> _EXERCISE_:
Locate each line in the material below that contains the word "nose", and copy those lines in full.
## Start
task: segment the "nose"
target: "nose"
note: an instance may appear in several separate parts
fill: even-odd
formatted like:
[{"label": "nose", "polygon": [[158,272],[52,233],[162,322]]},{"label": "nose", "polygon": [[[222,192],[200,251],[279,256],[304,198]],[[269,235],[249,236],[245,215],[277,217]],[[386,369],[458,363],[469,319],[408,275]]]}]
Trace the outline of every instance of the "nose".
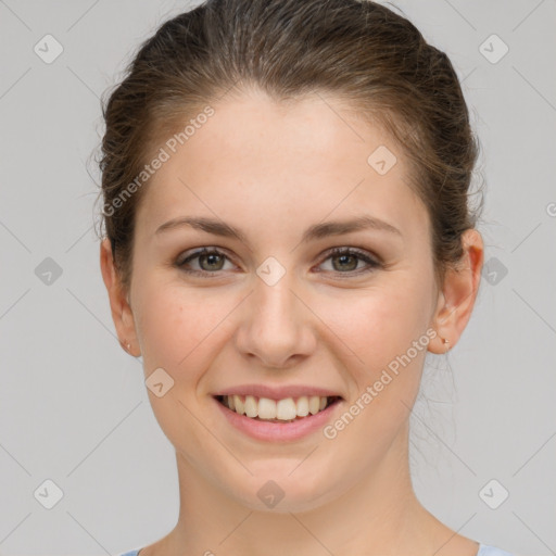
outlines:
[{"label": "nose", "polygon": [[289,368],[315,350],[316,317],[292,287],[288,273],[274,286],[257,277],[245,300],[236,345],[242,356],[256,357],[260,366]]}]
## End
> _PROBLEM SOLUTION_:
task: segment the "nose"
target: "nose"
[{"label": "nose", "polygon": [[158,272],[52,233],[162,322]]},{"label": "nose", "polygon": [[[222,192],[200,251],[279,256],[304,198]],[[269,235],[249,236],[245,215],[277,217]],[[386,369],[458,363],[469,319],[408,275]]]}]
Trace the outline of every instance of the "nose".
[{"label": "nose", "polygon": [[289,368],[315,350],[316,317],[292,287],[288,273],[274,286],[257,277],[245,300],[236,345],[242,356],[256,357],[260,366]]}]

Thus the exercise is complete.